### [TASK INSTRUCTIONS]
Please edit the entries from the line containing "Exercise. Tag the blurred green" down to the line containing "x=456, y=27", both included, so that "ground cover" becomes "ground sheet". Give back only those lines, with nothing else changed.
<<<<
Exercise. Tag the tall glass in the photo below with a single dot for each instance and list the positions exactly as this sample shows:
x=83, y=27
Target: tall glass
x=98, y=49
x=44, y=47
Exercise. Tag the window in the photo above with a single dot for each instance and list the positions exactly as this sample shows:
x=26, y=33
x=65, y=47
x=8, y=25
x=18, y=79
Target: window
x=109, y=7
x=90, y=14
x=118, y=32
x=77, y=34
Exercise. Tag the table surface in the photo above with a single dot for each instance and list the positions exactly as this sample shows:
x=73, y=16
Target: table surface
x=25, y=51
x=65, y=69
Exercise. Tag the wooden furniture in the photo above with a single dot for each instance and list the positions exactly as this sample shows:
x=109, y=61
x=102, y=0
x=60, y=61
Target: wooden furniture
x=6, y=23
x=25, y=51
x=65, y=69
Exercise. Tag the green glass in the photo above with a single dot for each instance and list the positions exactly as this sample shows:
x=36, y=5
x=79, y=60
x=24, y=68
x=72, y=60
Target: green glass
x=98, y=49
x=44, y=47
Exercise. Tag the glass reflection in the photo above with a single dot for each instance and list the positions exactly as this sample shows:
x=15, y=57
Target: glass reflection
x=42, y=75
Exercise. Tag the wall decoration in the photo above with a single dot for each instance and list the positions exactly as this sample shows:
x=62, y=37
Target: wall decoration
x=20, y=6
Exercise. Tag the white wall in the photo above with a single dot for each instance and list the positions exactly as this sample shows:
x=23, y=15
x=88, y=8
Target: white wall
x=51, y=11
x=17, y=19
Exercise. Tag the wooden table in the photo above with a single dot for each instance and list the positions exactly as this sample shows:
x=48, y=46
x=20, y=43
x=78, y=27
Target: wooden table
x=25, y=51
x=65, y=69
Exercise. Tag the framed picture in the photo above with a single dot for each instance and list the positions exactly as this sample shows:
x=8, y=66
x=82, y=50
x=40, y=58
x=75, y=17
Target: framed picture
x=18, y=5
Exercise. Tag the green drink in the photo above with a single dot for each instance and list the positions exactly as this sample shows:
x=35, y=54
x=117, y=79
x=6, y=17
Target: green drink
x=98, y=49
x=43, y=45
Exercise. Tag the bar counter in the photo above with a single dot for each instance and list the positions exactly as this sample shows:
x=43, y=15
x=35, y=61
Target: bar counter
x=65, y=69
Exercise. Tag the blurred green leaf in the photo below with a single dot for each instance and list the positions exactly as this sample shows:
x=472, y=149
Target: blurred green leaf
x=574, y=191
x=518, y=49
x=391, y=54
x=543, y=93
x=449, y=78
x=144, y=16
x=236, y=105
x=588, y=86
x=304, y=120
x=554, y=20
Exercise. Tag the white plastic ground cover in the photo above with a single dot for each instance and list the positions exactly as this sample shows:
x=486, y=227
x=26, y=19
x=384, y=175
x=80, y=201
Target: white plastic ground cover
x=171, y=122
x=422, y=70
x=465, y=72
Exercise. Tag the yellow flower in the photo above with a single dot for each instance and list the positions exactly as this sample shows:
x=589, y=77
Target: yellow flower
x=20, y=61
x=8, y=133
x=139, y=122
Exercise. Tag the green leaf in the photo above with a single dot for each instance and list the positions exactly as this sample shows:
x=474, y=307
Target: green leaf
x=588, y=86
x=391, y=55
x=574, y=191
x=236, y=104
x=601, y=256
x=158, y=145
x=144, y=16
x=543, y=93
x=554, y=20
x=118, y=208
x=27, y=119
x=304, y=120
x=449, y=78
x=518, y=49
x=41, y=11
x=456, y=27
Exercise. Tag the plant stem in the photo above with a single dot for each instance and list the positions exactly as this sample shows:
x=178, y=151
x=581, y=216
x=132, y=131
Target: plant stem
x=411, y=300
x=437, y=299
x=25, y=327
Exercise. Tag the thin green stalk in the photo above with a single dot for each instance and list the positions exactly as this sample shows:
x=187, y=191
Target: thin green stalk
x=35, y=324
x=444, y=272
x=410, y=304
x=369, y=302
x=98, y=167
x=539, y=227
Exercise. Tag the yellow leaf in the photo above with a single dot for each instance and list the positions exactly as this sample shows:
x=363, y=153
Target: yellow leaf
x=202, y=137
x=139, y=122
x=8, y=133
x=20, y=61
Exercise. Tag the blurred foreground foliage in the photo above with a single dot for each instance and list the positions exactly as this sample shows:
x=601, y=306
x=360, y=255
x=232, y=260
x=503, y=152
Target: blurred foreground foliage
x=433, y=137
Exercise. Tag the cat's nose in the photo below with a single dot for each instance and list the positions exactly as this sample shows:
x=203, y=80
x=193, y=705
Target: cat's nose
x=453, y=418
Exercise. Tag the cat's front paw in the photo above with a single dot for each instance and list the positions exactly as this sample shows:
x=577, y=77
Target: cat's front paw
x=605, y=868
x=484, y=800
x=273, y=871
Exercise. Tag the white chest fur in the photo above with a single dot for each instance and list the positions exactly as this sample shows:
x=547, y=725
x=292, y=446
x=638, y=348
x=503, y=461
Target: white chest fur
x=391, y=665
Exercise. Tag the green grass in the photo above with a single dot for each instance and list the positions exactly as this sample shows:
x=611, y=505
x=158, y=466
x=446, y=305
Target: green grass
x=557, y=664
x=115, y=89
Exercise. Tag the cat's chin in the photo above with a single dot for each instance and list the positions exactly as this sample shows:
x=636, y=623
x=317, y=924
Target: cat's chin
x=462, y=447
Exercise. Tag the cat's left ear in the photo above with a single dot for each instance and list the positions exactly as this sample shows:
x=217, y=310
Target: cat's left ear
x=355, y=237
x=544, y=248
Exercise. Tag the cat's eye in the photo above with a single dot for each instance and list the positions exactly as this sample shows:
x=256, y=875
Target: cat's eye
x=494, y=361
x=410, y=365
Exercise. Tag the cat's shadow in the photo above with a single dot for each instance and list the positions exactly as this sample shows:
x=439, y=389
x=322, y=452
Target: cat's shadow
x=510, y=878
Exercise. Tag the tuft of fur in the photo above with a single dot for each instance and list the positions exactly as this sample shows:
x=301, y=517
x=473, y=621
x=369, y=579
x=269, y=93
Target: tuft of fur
>>>>
### [ANSWER TO THE PROBLEM]
Exercise. Tag the blurred green leaf in the photo below with a single dot for each instance and list the positions exactly as this sample shows:
x=472, y=149
Target: blurred green leaf
x=574, y=191
x=518, y=49
x=391, y=54
x=543, y=93
x=449, y=78
x=144, y=16
x=236, y=105
x=588, y=86
x=304, y=120
x=554, y=20
Exercise. Tag the white plastic ground sheet in the photo above with a single dot for each instance and list the positions exactly as this sample shows:
x=486, y=227
x=26, y=19
x=384, y=175
x=80, y=201
Target: white plastic ground sheet
x=171, y=122
x=422, y=70
x=465, y=72
Exercise. Tag the yellow flower in the photo above with a single dot for each instance and list the positions exactly as this sample shows:
x=589, y=77
Target: yellow flower
x=20, y=61
x=8, y=133
x=139, y=122
Exercise. Tag the green leaf in the photo above with a single dot for each instance and list the positions exactly as this sample shows:
x=474, y=307
Target: green leaf
x=588, y=86
x=391, y=55
x=574, y=191
x=236, y=104
x=601, y=256
x=158, y=145
x=144, y=16
x=543, y=93
x=554, y=20
x=118, y=208
x=27, y=119
x=304, y=120
x=449, y=78
x=518, y=49
x=41, y=11
x=456, y=27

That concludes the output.